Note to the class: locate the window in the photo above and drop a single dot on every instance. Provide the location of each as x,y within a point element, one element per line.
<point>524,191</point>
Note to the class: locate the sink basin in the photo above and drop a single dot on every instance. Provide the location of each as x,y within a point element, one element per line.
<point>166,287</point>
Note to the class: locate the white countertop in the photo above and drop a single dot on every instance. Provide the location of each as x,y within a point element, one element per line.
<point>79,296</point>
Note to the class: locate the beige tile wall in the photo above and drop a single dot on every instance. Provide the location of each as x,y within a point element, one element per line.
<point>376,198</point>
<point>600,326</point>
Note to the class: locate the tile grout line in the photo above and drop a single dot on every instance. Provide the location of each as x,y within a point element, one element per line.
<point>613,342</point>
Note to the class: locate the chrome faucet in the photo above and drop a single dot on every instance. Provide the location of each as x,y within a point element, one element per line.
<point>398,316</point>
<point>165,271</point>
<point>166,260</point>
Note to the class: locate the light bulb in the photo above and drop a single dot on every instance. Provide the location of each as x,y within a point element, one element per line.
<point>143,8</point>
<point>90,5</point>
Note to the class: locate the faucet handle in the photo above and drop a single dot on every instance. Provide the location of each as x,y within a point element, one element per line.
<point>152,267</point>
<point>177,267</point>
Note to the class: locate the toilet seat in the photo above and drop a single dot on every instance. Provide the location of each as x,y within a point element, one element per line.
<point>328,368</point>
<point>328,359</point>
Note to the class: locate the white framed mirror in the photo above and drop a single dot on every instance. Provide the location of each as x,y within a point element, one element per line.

=======

- **BRIEF**:
Nothing is to be left out, and every entry is to be transcribed exactly.

- **EXERCISE ANSWER**:
Note to the class: locate the window in the photo above and drop a single dot on every instance. Provide the location of each as x,y within a point element, one element per line.
<point>524,191</point>
Note to the class: locate the sink basin in the photo above and drop a single dot on every instance. Provide the location of each as x,y within a point element, one element per line.
<point>166,287</point>
Note to the class: locate the white countertop in the photo above and drop a single dot on every instance. Provide the location of each as x,y within a point element, one element per line.
<point>79,296</point>
Note to the class: locate the beige tile wall in the photo above and drop a single dot on every instance. Provide the location of each as x,y within a point element, one element per line.
<point>376,198</point>
<point>600,326</point>
Note to the class: locate the tile grout line in the photo above and drop a single dot on every instance. Provide the location of each as x,y within a point element, one element per line.
<point>613,342</point>
Note to the class: locate the chrome faucet in the photo above and drop a single dot on every instance. Provide the location of each as x,y within a point element, one element per line.
<point>398,316</point>
<point>165,271</point>
<point>166,260</point>
Note to the class: locate the light bulb in the photo above and drop a single dot on every instance. Provide the location of each as x,y within a point element, one element per line.
<point>143,8</point>
<point>90,5</point>
Note to the class: locate the faucet handle in the photo above and drop a single dot on every instance. Provide the location of each as x,y within a point element, one element per line.
<point>152,267</point>
<point>177,267</point>
Note to the class: locate the toilet seat in the photo above and drop a single dot on every instance. Provide the location of each as x,y within a point element, one element per line.
<point>328,368</point>
<point>328,359</point>
Note to the class: locate the white framed mirror in the photo above and drop a single dot on every instance. Provide the location of each as x,y within a point element, one element per line.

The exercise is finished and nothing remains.